Rows:
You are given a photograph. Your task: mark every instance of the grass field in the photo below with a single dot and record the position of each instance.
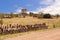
(28, 21)
(31, 20)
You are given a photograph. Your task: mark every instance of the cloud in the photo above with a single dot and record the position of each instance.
(29, 5)
(46, 2)
(54, 8)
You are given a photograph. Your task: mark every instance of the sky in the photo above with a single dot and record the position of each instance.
(46, 6)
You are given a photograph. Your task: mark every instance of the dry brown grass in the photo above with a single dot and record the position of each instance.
(29, 20)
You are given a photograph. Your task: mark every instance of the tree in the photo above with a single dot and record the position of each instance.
(31, 14)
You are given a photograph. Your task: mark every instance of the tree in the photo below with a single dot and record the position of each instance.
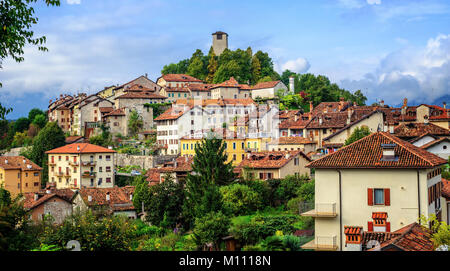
(17, 18)
(135, 122)
(210, 228)
(209, 170)
(40, 120)
(50, 137)
(358, 133)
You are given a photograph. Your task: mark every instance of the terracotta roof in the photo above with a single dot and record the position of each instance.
(263, 85)
(140, 95)
(292, 140)
(72, 139)
(200, 87)
(120, 199)
(408, 130)
(270, 159)
(181, 164)
(80, 148)
(437, 141)
(30, 202)
(180, 78)
(446, 188)
(17, 162)
(173, 113)
(368, 153)
(413, 237)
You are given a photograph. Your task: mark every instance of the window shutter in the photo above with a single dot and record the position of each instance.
(370, 197)
(387, 197)
(370, 226)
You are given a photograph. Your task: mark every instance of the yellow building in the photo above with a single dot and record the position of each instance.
(236, 147)
(81, 165)
(19, 175)
(379, 184)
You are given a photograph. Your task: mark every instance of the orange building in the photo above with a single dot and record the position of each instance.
(19, 175)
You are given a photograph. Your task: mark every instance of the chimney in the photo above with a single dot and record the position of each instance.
(353, 238)
(388, 152)
(291, 84)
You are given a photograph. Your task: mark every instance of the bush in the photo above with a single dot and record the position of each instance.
(240, 199)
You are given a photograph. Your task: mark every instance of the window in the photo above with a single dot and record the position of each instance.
(378, 196)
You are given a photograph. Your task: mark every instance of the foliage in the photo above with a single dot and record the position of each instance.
(210, 228)
(209, 170)
(440, 230)
(358, 133)
(113, 233)
(14, 227)
(260, 227)
(50, 137)
(240, 199)
(163, 202)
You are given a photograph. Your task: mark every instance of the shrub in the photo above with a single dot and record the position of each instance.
(240, 199)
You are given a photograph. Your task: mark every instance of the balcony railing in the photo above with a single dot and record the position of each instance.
(322, 243)
(325, 210)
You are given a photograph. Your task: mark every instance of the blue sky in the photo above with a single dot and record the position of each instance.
(390, 49)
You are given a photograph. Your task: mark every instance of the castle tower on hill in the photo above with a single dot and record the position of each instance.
(220, 42)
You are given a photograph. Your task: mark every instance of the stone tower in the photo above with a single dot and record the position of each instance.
(220, 42)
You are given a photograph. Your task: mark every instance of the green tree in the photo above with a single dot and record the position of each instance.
(209, 170)
(17, 18)
(135, 122)
(50, 137)
(210, 228)
(240, 199)
(358, 133)
(40, 120)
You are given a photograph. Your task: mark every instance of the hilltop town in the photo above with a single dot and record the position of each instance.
(334, 176)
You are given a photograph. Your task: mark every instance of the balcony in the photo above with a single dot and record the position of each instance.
(88, 174)
(322, 210)
(323, 243)
(89, 164)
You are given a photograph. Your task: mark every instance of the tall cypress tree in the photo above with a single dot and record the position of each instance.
(209, 171)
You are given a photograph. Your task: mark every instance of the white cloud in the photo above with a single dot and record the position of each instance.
(419, 74)
(374, 2)
(299, 65)
(73, 2)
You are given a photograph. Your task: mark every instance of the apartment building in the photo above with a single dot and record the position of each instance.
(268, 165)
(379, 183)
(19, 175)
(81, 165)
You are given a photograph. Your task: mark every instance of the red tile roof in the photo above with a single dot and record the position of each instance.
(270, 159)
(173, 113)
(408, 130)
(120, 199)
(434, 142)
(413, 237)
(292, 140)
(77, 148)
(18, 162)
(446, 188)
(263, 85)
(368, 153)
(180, 78)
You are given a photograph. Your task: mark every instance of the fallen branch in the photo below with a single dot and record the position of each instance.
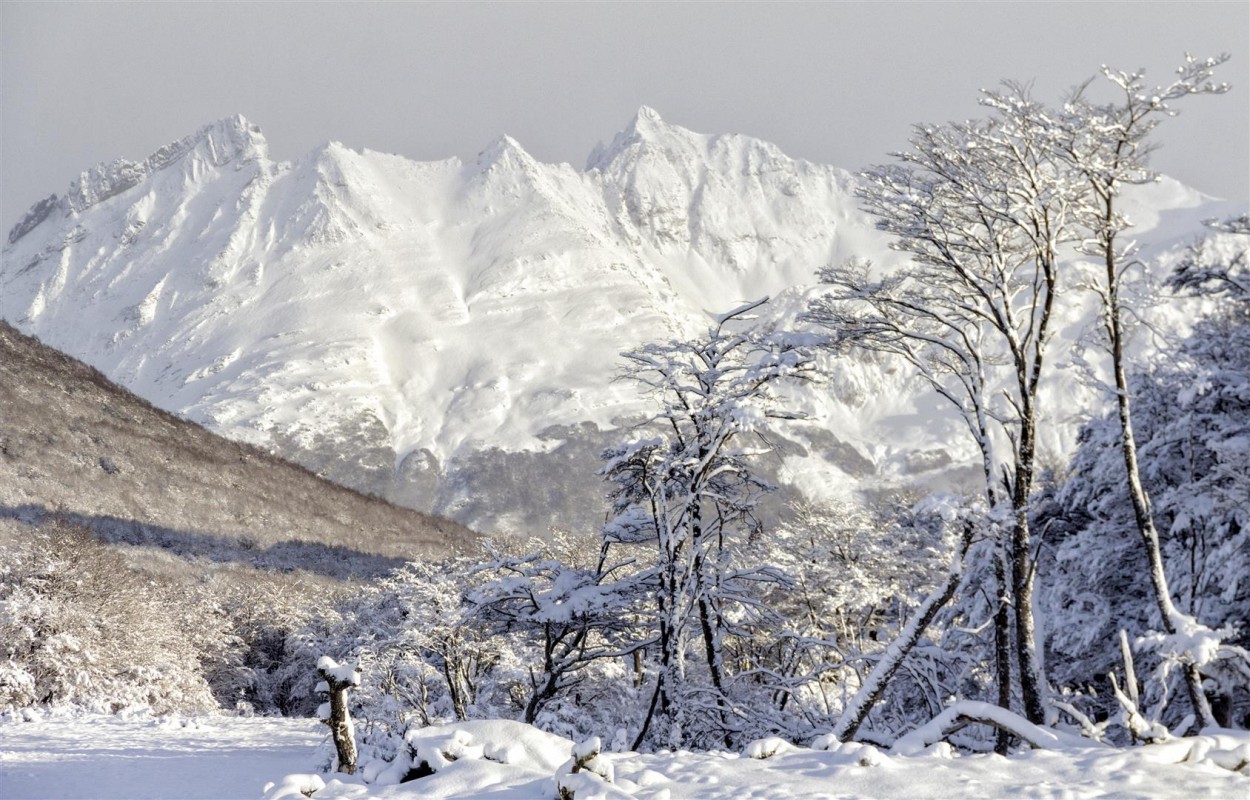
(970, 711)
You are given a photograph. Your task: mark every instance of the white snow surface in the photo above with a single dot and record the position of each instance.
(235, 758)
(140, 758)
(360, 303)
(776, 770)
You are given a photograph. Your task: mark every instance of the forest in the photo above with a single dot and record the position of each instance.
(1103, 598)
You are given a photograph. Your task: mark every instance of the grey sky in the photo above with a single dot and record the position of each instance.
(835, 83)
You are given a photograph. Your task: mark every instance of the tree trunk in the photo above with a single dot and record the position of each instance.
(339, 719)
(1138, 495)
(1003, 646)
(874, 685)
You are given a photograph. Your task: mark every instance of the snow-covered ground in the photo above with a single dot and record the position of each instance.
(118, 758)
(236, 758)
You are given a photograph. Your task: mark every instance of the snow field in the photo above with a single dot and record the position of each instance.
(511, 760)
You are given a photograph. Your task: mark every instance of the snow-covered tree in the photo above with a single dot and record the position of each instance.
(984, 209)
(80, 626)
(1191, 416)
(570, 618)
(689, 491)
(1109, 145)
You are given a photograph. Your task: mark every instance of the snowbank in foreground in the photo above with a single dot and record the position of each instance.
(513, 761)
(115, 758)
(138, 758)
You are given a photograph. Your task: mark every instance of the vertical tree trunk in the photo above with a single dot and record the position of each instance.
(1138, 495)
(1003, 645)
(339, 719)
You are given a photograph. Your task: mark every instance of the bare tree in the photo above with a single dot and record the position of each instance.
(984, 210)
(1109, 145)
(690, 490)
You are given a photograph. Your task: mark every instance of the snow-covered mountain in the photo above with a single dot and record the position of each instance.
(446, 333)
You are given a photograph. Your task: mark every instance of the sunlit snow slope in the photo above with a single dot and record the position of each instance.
(444, 333)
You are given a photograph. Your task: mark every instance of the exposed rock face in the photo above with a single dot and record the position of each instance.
(448, 334)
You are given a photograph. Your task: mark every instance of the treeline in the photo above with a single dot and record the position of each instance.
(688, 623)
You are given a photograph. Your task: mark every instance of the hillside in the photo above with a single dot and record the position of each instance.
(75, 445)
(448, 334)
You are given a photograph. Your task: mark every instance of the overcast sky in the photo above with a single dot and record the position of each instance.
(836, 83)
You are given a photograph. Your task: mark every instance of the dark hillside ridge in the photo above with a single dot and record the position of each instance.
(74, 444)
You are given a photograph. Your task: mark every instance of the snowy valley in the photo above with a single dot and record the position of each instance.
(435, 333)
(768, 479)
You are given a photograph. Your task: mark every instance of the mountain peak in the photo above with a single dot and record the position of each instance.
(505, 151)
(646, 120)
(646, 125)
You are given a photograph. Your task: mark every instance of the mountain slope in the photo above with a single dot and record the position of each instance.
(444, 333)
(74, 444)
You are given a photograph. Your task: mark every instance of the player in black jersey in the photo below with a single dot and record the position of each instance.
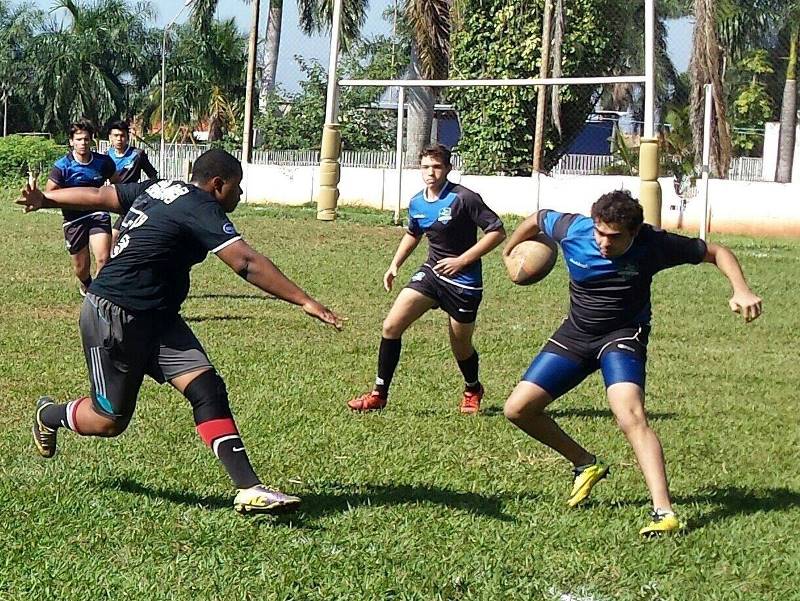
(449, 215)
(612, 258)
(130, 322)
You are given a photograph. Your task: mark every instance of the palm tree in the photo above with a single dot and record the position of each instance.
(705, 66)
(203, 88)
(89, 51)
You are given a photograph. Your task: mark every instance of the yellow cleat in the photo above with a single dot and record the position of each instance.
(585, 481)
(663, 522)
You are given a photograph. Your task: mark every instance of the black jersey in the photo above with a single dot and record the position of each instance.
(169, 227)
(610, 293)
(451, 224)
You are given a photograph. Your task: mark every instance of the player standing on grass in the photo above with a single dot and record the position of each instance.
(451, 278)
(83, 229)
(611, 258)
(129, 161)
(130, 323)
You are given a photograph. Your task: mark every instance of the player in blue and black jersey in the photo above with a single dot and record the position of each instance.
(130, 321)
(84, 229)
(449, 215)
(611, 258)
(130, 162)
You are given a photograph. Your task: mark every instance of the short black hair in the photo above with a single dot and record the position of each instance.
(620, 208)
(120, 125)
(216, 163)
(437, 151)
(81, 125)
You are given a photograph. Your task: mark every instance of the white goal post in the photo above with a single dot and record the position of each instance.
(650, 194)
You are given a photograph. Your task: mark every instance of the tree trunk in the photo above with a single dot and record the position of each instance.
(420, 112)
(705, 66)
(273, 45)
(786, 136)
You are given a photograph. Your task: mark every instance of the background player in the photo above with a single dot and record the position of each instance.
(130, 323)
(129, 161)
(83, 229)
(611, 258)
(451, 278)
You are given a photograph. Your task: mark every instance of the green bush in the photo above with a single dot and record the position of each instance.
(18, 154)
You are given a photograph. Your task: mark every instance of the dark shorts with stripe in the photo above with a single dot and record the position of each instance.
(572, 354)
(458, 302)
(122, 347)
(76, 233)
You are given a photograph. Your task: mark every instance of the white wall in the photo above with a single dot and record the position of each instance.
(759, 208)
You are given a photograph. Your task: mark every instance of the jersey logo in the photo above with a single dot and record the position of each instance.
(121, 245)
(134, 222)
(167, 191)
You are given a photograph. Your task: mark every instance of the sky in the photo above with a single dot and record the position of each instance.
(294, 42)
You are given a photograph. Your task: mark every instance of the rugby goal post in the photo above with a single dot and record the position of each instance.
(330, 151)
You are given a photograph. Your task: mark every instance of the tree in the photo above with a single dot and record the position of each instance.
(86, 55)
(788, 127)
(204, 88)
(705, 66)
(501, 38)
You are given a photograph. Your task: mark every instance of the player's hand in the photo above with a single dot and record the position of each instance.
(321, 312)
(747, 304)
(32, 198)
(449, 266)
(388, 278)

Exercise instructions: Could you give again exactly the lines from the line containing "the green bush" through the final line of the data above, and no others?

Answer to this problem:
You are given a photograph. Your task: mark every instance of the green bush in the photo above with a single dot and record the position of each instance.
(18, 154)
You are given a photograph. Your task: mark every instance of the dark shorts with stripe in the photo above with a single dot and record the position of each instance.
(572, 354)
(458, 302)
(122, 347)
(76, 233)
You are given a photograph. Your task: mark every instance of the white wall in the photo above with a single dot and record the position of each instance.
(759, 208)
You are given a photograph. Your task: mark every instance of the jersey logo in the photo above with a single dot and record the position of each instance.
(121, 245)
(134, 222)
(167, 191)
You are given a photograph. Your task: mark every instance of the sky in the photo above with a single dot and record the position of each instance.
(294, 42)
You are given a photograph. Your task: mark every instance of the rugby goal post in the photo above with a single dot and record the position of each instance.
(330, 151)
You are given a photograph. Your task: mark every instance of the tree in the photo above with a single dot and record the position of each instance.
(86, 55)
(788, 127)
(204, 88)
(705, 66)
(501, 38)
You are given a photograph. Your task: mark every instance of the player's hand in the photo above with a single dot and record the position of each instance.
(321, 312)
(747, 304)
(32, 198)
(449, 266)
(388, 278)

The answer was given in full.